━━━━━ PAGE

In this vein of thinking it became clear that the importation of the American comic books was an unwanted method of “Americanization” in the eyes of the Canadian government (Morton). In order to lessen the grip of American culture on the related but certainly not identical nation of Canada, the American comic ban came to fruition (Foster). This governmental act not only allowed for an economic opportunity, albeit a naive one in the long run, but held the microphone to the lips of Canadian authors and artists, giving them a chance for their voices to be heard across the country. This chance gave life to the curiously ordinary Canadian hero. Ordinary insofar as the supernatural abilities of other comic heroes prevalent in the American market were non-existent in the vast majority of their Canadian counterparts. They were, however, extraordinary in their unique representation of Canadian ideals and values.
ACKNOWLEDGING PREVALENT IDEOLOGIES
In order to encapsulate the contextually important belief system of the time, the term “ideology” helps us to discuss “the way comics reflect various social and cultural beliefs in a given society” (Berger 377). It is evident within the “Canadian Whites” that the ideology, specifically about a citizen’s role, works as an assumed, universal belief by the heroes and fellow characters. Most often this means that there is a promotion of certain ideologies that have already been proven to be important in Canadian society or in other words it is about: “reproduc[ing] the status quo,” which in effect makes the comic “an instrument for mainstream ideological reproduction … [one of the] tools of indoctrination” (Mellor 122) (Pineda and Jimenez-Varea 1157). To be asserting these ideologies as nationally held was unquestionably a product of the war-time heightened desire to find unity and strong relations on every level of life. Its implication was that a wide audience experienced this decisive stance and were in some way affected in their beliefs. This is something that Caswell argues when he describes the comic as both resulting from and adding to the narrative about the society from which it is birthed (219). From understanding the larger context of Canadian pressures during WWII, we must seek to explore the consequence on the Canadian comic hero, what Beaty calls “a hero who had no superhuman powers” also known as the “Fighting Civil Servant” (430). The Canadian hero’s personality was not larger than life, but instead relatable and on most platforms, achievable.
CANADIAN COMMANDOS: THE HEROES
In the “Canadian Whites” comic collection, there are seven different types of comics produced and for the purposes of this study volume 16 of the Commando comics will be analyzed. There are distinctions to be made between the characters that populate the Commando comics but more significantly there are striking similarities between them. These similarities should be explained by the common traits of bravery, intelligence and good pilot skills. The traits are of course implications of the war time period, attested to by Beaty’s prescription of the comic hero being best “understood” through the examination of the ideology prevalent during their creation (428). Furthermore these specific traits add to the likelihood that the characters could be not only the heroes of the story but also that these representations of good Canadian character were attainable for the reader themselves, which was importantly not only suggested but encouraged.

━━━━━━━━━━
━━━━━ STORED DATA

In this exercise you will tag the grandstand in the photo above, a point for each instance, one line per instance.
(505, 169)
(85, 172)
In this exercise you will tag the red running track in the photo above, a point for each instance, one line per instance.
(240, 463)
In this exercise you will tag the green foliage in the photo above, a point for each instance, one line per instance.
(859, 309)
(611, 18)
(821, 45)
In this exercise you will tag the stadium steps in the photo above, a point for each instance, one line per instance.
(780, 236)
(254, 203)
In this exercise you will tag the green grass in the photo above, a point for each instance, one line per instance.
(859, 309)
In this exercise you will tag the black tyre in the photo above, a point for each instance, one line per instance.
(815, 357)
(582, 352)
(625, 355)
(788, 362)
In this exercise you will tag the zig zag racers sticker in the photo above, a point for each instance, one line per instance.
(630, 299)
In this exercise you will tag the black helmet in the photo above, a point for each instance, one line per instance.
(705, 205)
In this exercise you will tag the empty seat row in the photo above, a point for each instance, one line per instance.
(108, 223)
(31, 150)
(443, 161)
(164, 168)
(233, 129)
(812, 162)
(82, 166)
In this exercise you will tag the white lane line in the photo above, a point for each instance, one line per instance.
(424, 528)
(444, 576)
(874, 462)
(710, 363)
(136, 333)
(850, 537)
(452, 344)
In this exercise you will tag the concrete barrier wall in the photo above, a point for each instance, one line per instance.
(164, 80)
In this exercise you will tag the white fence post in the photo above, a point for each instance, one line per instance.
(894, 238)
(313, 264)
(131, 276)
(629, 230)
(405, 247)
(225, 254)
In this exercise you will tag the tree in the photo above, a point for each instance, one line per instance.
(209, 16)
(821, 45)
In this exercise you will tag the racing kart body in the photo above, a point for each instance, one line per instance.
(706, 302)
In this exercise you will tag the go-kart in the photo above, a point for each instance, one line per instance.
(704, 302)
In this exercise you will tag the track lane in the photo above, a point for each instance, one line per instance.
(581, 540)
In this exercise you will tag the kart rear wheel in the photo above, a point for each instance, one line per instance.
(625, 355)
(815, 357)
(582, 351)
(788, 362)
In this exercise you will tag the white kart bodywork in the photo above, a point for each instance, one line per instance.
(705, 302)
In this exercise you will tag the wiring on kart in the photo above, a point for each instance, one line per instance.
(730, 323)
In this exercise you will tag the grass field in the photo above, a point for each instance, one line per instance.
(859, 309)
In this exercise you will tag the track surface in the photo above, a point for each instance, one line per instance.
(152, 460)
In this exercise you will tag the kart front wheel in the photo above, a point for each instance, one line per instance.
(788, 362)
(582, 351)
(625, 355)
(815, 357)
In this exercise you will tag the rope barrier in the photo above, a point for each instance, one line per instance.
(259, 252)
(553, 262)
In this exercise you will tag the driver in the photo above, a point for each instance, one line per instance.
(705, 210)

━━━━━━━━━━

## WHAT TO WORK ON
Which volume of the Commando comics does the text on Canadian wartime comic heroes analyze?

## ANSWER
Volume 16